*** Task input ***

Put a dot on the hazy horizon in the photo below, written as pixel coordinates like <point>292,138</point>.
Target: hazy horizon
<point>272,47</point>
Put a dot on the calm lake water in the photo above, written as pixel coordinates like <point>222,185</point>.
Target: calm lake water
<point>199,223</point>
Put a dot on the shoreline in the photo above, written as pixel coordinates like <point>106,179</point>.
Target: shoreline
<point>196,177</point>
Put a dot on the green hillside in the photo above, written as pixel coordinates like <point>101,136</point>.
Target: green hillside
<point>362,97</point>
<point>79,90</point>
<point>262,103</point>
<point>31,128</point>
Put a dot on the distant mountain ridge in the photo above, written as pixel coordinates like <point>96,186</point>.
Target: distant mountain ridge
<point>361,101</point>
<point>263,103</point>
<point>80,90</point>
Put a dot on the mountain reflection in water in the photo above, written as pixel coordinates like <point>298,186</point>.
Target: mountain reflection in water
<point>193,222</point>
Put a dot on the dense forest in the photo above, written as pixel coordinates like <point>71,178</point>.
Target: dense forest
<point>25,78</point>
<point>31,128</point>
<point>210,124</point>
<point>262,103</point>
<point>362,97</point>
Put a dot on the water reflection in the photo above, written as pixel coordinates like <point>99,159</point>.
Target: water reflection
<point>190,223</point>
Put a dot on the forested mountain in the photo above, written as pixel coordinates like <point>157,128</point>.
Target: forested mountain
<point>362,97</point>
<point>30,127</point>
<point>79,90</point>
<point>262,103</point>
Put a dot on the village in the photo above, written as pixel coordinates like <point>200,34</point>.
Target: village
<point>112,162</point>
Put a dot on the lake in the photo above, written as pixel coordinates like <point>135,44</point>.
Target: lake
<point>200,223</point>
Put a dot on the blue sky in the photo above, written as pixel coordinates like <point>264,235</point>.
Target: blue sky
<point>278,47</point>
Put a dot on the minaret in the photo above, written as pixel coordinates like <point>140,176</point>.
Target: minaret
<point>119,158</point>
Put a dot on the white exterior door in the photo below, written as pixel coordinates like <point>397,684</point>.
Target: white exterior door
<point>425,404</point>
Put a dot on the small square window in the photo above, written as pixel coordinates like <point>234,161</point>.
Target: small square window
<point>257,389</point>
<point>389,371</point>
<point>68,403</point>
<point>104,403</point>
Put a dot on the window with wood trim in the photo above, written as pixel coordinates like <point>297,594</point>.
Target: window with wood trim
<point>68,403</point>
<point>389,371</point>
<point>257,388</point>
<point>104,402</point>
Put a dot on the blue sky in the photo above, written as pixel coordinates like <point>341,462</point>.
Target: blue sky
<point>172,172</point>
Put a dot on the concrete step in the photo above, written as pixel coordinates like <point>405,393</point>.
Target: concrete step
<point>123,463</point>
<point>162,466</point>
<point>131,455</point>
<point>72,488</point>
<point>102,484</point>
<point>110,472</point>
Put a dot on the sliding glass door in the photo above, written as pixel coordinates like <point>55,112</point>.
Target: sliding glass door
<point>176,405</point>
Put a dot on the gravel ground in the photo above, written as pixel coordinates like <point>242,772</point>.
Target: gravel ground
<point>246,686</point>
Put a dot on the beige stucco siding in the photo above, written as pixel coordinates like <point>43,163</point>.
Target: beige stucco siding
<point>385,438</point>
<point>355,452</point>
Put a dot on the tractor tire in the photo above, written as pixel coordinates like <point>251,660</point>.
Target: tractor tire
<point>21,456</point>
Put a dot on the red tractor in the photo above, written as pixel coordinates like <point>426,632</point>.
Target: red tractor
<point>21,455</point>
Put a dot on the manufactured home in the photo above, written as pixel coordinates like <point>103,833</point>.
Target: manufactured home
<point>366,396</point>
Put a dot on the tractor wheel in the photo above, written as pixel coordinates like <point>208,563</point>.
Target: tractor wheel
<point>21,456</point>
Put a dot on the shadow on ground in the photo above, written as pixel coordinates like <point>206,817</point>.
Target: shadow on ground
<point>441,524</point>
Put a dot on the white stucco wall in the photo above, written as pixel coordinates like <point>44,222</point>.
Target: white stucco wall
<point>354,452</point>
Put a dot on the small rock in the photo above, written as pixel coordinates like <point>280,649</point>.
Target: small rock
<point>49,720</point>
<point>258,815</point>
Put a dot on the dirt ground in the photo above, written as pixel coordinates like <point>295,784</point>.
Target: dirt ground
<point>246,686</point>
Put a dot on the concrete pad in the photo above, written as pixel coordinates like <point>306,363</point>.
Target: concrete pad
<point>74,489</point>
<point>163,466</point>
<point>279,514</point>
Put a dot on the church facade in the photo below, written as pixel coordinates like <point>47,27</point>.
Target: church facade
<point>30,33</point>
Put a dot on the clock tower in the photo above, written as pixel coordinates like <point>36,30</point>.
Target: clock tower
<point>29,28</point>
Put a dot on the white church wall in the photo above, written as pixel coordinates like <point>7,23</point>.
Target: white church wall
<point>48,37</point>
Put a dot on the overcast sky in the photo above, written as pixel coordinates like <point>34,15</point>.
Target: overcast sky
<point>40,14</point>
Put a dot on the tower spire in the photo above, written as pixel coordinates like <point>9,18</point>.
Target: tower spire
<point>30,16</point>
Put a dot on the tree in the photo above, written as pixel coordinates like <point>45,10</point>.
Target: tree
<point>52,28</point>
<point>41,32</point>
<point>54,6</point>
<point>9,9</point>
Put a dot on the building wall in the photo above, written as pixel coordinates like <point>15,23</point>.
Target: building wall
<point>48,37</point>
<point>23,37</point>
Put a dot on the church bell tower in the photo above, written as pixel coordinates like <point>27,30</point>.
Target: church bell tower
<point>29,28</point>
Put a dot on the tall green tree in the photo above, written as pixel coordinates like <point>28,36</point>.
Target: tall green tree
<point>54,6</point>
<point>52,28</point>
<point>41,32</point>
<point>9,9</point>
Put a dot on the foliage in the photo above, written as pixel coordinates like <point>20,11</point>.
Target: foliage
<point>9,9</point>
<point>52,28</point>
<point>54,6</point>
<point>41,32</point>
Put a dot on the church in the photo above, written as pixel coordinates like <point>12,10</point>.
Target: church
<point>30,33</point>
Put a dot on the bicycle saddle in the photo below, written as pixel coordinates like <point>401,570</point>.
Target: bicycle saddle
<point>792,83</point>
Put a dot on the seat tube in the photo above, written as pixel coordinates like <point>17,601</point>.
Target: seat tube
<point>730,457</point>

*** End of Task input ***

• Your goal: Write down the full listing again, exactly.

• Response to this exercise:
Put a dot on the hazy horizon in the photo below, written as pixel coordinates like <point>292,138</point>.
Target: hazy horizon
<point>272,47</point>
Put a dot on the calm lake water in the photo above, written as pixel coordinates like <point>222,185</point>.
Target: calm lake water
<point>199,223</point>
Put a dot on the shoreline in the photo above, written as pixel coordinates like <point>106,179</point>.
Target: shoreline
<point>196,177</point>
Put a dot on the green hillside in the photo above, written as pixel coordinates like <point>101,136</point>.
Target: green hillside
<point>362,97</point>
<point>79,90</point>
<point>262,103</point>
<point>31,128</point>
Put a dot on the distant mountain ridge in the photo above, written as pixel coordinates like <point>96,186</point>.
Target: distant mountain ridge
<point>361,101</point>
<point>263,103</point>
<point>80,90</point>
Put a dot on the mountain reflection in water in the photo above, written as pixel coordinates like <point>298,186</point>.
Target: mountain reflection in water
<point>193,222</point>
Put a dot on the dense forest in the photo above, written as pixel coordinates like <point>71,178</point>.
Target: dense forest
<point>25,78</point>
<point>31,128</point>
<point>210,124</point>
<point>262,103</point>
<point>362,97</point>
Put a dot on the water reflection in the photo above, written as pixel coordinates like <point>99,159</point>.
Target: water reflection
<point>190,223</point>
Put a dot on the forested mountain in the photo above, written as pixel coordinates like <point>157,128</point>.
Target: forested mountain
<point>362,97</point>
<point>30,127</point>
<point>79,90</point>
<point>262,103</point>
Put a dot on the village in the photo above, written as pixel coordinates like <point>200,34</point>.
Target: village
<point>112,162</point>
Put a dot on the lake in the photo above, written as pixel coordinates like <point>135,44</point>.
Target: lake
<point>200,223</point>
Put a dot on the blue sky in the photo above, written as pixel coordinates like <point>264,235</point>.
Target: blue sky
<point>278,47</point>
Put a dot on the minaret in the photo above, written as pixel coordinates like <point>140,176</point>.
Target: minaret
<point>119,158</point>
Put a dot on the white exterior door in the photo below, written as pixel coordinates like <point>397,684</point>.
Target: white exterior door
<point>425,404</point>
Put a dot on the small square window in the photo above, written as pixel coordinates like <point>234,161</point>.
Target: small square window
<point>257,389</point>
<point>389,371</point>
<point>68,403</point>
<point>104,403</point>
Put a dot on the window with wood trim in the photo above, written as pixel coordinates like <point>297,594</point>.
Target: window with wood trim
<point>68,403</point>
<point>389,371</point>
<point>257,388</point>
<point>104,402</point>
Put a dot on the blue sky in the photo above, written as pixel coordinates like <point>341,462</point>.
Target: blue sky
<point>172,172</point>
Put a dot on the concrete step in the photo above, written as pixel coordinates like <point>405,393</point>.
Target: concrete step
<point>123,463</point>
<point>162,466</point>
<point>131,455</point>
<point>72,488</point>
<point>102,484</point>
<point>110,472</point>
Put a dot on the sliding glass door in the photo above, written as pixel coordinates like <point>55,112</point>.
Target: sliding glass door
<point>176,405</point>
Put a dot on the gravel ground in the photo above, written as pixel coordinates like <point>242,772</point>.
Target: gravel ground
<point>246,686</point>
Put a dot on the beige stucco siding in the photo above, written as pixel coordinates like <point>43,163</point>.
Target: beige stucco siding
<point>385,438</point>
<point>355,452</point>
Put a dot on the tractor tire in the photo above, written as pixel coordinates like <point>251,660</point>.
Target: tractor tire
<point>21,456</point>
Put a dot on the red tractor in the photo above, written as pixel coordinates like <point>426,632</point>.
Target: red tractor
<point>21,455</point>
Put a dot on the manufactured home in the photo above, written as pixel coordinates like <point>103,833</point>.
Target: manufactured home
<point>366,396</point>
Put a dot on the tractor wheel in the photo above, written as pixel coordinates like <point>208,563</point>.
Target: tractor wheel
<point>21,456</point>
Put a dot on the shadow on ground in the photo above, written as pixel coordinates like <point>206,817</point>.
Target: shadow on ground
<point>441,524</point>
Put a dot on the white stucco wall in the photo above, written as pixel coordinates like <point>44,222</point>.
Target: white stucco wall
<point>354,452</point>
Put a dot on the small rock in the photo above, written as pixel coordinates like <point>280,649</point>.
Target: small rock
<point>49,720</point>
<point>258,815</point>
Put a dot on the dirt ground in the photo above, written as pixel coordinates like <point>295,784</point>.
Target: dirt ground
<point>246,686</point>
Put a dot on the concrete pad in the photo above, written as pixel coordinates like <point>306,363</point>.
Target: concrete pad
<point>74,489</point>
<point>163,466</point>
<point>279,514</point>
Put a dot on the church facade in the photo below, written as pixel coordinates like <point>47,27</point>.
Target: church facade
<point>30,33</point>
Put a dot on the clock tower in the photo above, written as pixel coordinates like <point>36,30</point>.
Target: clock tower
<point>29,28</point>
Put a dot on the white church wall in the photo above, written as pixel coordinates like <point>7,23</point>.
Target: white church wall
<point>48,37</point>
Put a dot on the overcast sky in the photo above, written as pixel coordinates like <point>34,15</point>.
Target: overcast sky
<point>40,14</point>
Put a dot on the tower spire in the photo above, written as pixel coordinates like <point>9,18</point>.
Target: tower spire
<point>30,16</point>
Put a dot on the tree in the photo above, written as pixel coordinates like <point>45,10</point>.
Target: tree
<point>52,28</point>
<point>41,32</point>
<point>54,6</point>
<point>9,9</point>
Put a dot on the building wall in the photo above, written as pixel coordinates like <point>15,23</point>.
Target: building wall
<point>48,37</point>
<point>23,37</point>
Put a dot on the church bell tower in the photo above, written as pixel coordinates like <point>27,30</point>.
Target: church bell tower
<point>29,28</point>
Put a dot on the tall green tree in the photo above, written as pixel coordinates like <point>28,36</point>.
Target: tall green tree
<point>54,6</point>
<point>52,28</point>
<point>41,32</point>
<point>9,9</point>
Put a dot on the foliage in the photo above, written as pixel coordinates like <point>20,11</point>.
Target: foliage
<point>9,9</point>
<point>52,28</point>
<point>54,6</point>
<point>41,32</point>
Put a dot on the church in the photo above, written as pixel coordinates like <point>12,10</point>.
Target: church
<point>30,33</point>
Put a dot on the bicycle saddle in the photo below, written as pixel coordinates like <point>401,570</point>.
Target: bicycle saddle
<point>792,83</point>
Put a dot on the seat tube in the photo above, written as pixel coordinates like <point>17,601</point>.
Target: seat tube
<point>730,457</point>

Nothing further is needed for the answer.